#### TASK INPUT

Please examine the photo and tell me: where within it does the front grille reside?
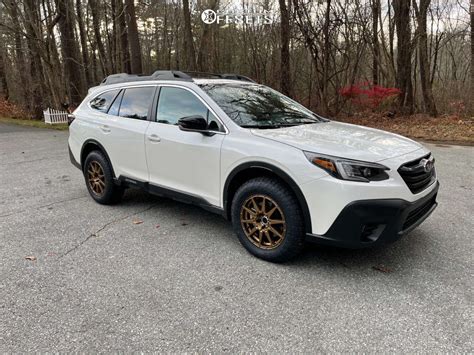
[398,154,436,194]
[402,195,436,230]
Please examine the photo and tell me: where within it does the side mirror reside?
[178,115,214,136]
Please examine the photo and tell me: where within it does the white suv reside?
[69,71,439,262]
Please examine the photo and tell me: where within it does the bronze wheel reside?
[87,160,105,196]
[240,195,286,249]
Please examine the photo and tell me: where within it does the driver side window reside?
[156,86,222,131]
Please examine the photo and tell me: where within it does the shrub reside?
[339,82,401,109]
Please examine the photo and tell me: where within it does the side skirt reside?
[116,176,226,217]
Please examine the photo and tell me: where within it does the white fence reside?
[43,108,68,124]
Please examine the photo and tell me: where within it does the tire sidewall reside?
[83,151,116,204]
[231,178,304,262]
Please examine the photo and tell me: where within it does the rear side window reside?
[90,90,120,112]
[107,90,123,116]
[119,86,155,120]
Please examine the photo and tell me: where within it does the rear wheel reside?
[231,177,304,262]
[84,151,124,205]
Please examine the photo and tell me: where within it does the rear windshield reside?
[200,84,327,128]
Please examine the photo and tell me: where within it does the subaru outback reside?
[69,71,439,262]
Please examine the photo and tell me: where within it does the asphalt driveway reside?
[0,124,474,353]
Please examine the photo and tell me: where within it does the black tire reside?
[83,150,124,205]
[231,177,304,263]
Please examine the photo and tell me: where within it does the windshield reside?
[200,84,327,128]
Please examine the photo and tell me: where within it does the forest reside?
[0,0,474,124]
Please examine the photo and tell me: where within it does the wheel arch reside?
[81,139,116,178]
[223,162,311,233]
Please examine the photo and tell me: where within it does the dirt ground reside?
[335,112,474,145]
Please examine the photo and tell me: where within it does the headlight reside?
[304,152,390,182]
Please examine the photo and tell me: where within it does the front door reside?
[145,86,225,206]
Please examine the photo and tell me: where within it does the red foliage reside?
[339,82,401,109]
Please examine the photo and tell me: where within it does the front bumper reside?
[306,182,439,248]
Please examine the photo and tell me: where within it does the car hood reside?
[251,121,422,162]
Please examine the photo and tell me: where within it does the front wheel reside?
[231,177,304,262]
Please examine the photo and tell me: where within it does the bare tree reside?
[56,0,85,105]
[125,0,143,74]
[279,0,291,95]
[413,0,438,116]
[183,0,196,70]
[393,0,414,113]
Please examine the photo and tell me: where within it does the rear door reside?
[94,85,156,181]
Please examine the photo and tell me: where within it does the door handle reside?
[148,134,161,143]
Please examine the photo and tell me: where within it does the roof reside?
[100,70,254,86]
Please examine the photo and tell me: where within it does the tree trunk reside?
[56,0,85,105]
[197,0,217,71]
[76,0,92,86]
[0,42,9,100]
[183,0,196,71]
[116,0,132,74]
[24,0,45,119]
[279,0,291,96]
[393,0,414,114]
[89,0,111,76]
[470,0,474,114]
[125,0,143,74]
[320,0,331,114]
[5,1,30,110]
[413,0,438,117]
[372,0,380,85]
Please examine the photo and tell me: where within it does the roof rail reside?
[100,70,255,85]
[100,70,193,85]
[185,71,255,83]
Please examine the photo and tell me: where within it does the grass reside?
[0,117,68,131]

########

• **SET EXERCISE**
Please state how many lines of the records above contain the string "white", with case counting. Give only the number.

• **RESPONSE TO THE EXERCISE**
2